[[ Record set open ]]
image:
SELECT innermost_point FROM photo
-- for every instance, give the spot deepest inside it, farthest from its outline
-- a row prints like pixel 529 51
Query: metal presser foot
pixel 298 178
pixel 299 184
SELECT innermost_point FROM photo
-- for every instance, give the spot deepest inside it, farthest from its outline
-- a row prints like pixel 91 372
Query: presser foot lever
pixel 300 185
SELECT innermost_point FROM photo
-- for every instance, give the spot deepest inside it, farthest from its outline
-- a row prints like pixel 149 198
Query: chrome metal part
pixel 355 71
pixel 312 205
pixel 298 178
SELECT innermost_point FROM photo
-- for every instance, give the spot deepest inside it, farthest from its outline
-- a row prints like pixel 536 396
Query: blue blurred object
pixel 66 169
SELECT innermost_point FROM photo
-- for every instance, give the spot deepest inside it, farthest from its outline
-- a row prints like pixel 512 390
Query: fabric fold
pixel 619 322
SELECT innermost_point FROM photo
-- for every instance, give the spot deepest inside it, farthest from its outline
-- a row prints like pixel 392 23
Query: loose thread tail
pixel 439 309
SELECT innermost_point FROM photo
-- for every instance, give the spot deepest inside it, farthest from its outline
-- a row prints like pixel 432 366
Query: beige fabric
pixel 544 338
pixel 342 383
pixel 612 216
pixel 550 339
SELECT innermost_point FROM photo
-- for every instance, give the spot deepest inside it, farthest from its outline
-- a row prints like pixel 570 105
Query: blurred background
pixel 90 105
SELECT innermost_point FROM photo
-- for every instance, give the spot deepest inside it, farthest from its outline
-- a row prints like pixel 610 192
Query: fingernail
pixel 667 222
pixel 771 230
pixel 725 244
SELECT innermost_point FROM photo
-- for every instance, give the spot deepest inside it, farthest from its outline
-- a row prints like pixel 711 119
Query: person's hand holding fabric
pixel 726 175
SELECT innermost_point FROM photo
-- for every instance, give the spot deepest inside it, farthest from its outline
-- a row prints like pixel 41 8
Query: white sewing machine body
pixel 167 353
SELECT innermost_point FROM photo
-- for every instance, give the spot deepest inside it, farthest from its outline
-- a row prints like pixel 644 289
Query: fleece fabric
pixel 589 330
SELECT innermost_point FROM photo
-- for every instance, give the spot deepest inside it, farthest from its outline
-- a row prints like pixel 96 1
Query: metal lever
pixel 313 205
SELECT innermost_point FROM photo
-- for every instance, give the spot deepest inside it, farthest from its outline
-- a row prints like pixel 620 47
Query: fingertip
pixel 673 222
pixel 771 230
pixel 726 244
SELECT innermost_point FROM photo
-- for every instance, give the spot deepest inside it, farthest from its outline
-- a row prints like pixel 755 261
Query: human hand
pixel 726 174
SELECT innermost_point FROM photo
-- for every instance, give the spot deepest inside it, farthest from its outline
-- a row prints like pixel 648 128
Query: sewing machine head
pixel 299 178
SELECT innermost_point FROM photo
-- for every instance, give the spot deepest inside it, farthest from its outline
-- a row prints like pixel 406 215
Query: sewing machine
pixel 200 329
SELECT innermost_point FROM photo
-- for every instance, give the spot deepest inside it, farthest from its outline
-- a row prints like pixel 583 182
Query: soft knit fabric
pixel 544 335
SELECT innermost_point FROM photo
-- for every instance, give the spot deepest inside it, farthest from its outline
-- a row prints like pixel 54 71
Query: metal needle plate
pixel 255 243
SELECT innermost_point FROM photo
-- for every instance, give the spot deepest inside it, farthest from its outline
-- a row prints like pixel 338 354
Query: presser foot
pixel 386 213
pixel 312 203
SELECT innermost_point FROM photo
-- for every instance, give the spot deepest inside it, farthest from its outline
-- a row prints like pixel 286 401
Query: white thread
[[ Record set closed ]]
Goal of the exercise -
Every entry shown above should be transcribed without alteration.

Exercise result -
image:
SELECT innermost_point FROM photo
-- for every instance, give the spot deepest inside it, farthest from its outline
-- a row prints like pixel 529 51
Query: metal presser foot
pixel 298 178
pixel 299 184
SELECT innermost_point FROM photo
-- for every instance, give the spot deepest inside it, farthest from its outline
-- a row prints like pixel 91 372
Query: presser foot lever
pixel 300 185
SELECT innermost_point FROM photo
-- for every instance, give the spot deepest inside it, farthest from its outline
-- a row prints like pixel 149 198
Query: chrome metal part
pixel 355 71
pixel 312 205
pixel 298 178
SELECT innermost_point FROM photo
-- for every instance, give the spot deepest inside it, farthest from its outline
-- a row prints like pixel 536 396
Query: blue blurred object
pixel 66 169
SELECT innermost_point FROM photo
-- for every instance, give the spot deepest inside it, farthest from its outline
-- a row prints like pixel 512 390
Query: fabric fold
pixel 619 322
SELECT innermost_point FROM photo
-- for every instance, give the spot deepest inside it, farthest from its outline
-- a row prints like pixel 392 23
Query: loose thread tail
pixel 439 309
SELECT innermost_point FROM photo
-- for every instance, give the spot deepest inside it, farthest from its outline
-- a row prints like pixel 432 366
Query: beige fabric
pixel 544 338
pixel 342 383
pixel 612 216
pixel 550 339
SELECT innermost_point FROM photo
-- for every instance, give the spot deepest inside it, farthest from its outline
-- a row prints like pixel 570 105
Query: blurred background
pixel 90 105
SELECT innermost_point FROM photo
-- for every instance, give the spot deepest inside it, farthest from its outline
-- a row prints like pixel 610 192
Query: fingernail
pixel 667 222
pixel 771 230
pixel 725 244
SELECT innermost_point FROM photo
-- for every instance, give the spot deepest inside it, farthest from its outline
-- a row prints like pixel 711 119
Query: person's hand holding fabric
pixel 726 175
SELECT innermost_point FROM photo
-- for every instance, give the spot deepest inside it, farthest from its outline
-- a row prints like pixel 41 8
Query: white sewing machine body
pixel 167 353
SELECT innermost_point FROM photo
-- for every instance, give the spot deepest inside it, farthest from its outline
-- a row prints like pixel 644 289
Query: fleece fabric
pixel 589 330
SELECT innermost_point FROM photo
-- for every instance, give the spot deepest inside it, farthest from its outline
-- a row prints like pixel 96 1
Query: metal lever
pixel 313 205
SELECT innermost_point FROM photo
-- for every instance, give the spot deepest inside it, farthest from its outline
-- a row prints like pixel 620 47
Query: fingertip
pixel 673 222
pixel 771 230
pixel 726 244
SELECT innermost_point FROM photo
-- for every instance, give the spot deepest inside it, farthest from its outline
-- a row prints like pixel 755 261
Query: human hand
pixel 726 174
SELECT innermost_point FROM photo
-- for every instance, give the spot deepest inside it, farthest from its outline
-- a row prints like pixel 648 128
Query: sewing machine head
pixel 299 178
SELECT innermost_point FROM photo
-- for every instance, give the spot deepest inside it, farthest from its outline
-- a row prints like pixel 406 215
Query: sewing machine
pixel 200 329
SELECT innermost_point FROM photo
-- for every instance, give the spot deepest inside it, farthest from its outline
-- a row prints like pixel 583 182
Query: soft knit fabric
pixel 544 335
SELECT innermost_point FROM photo
-- for every instance, give the spot deepest inside it, farthest from its outline
-- a row prints like pixel 54 71
Query: metal needle plate
pixel 255 243
SELECT innermost_point FROM photo
-- for every instance, give the spot deepest inside it, farthest from its outline
-- a row prints like pixel 338 354
Query: presser foot
pixel 386 213
pixel 312 203
SELECT innermost_point FROM photo
-- for every instance, give the spot deepest inside it, farthest from its outline
-- a row prints like pixel 286 401
Query: white thread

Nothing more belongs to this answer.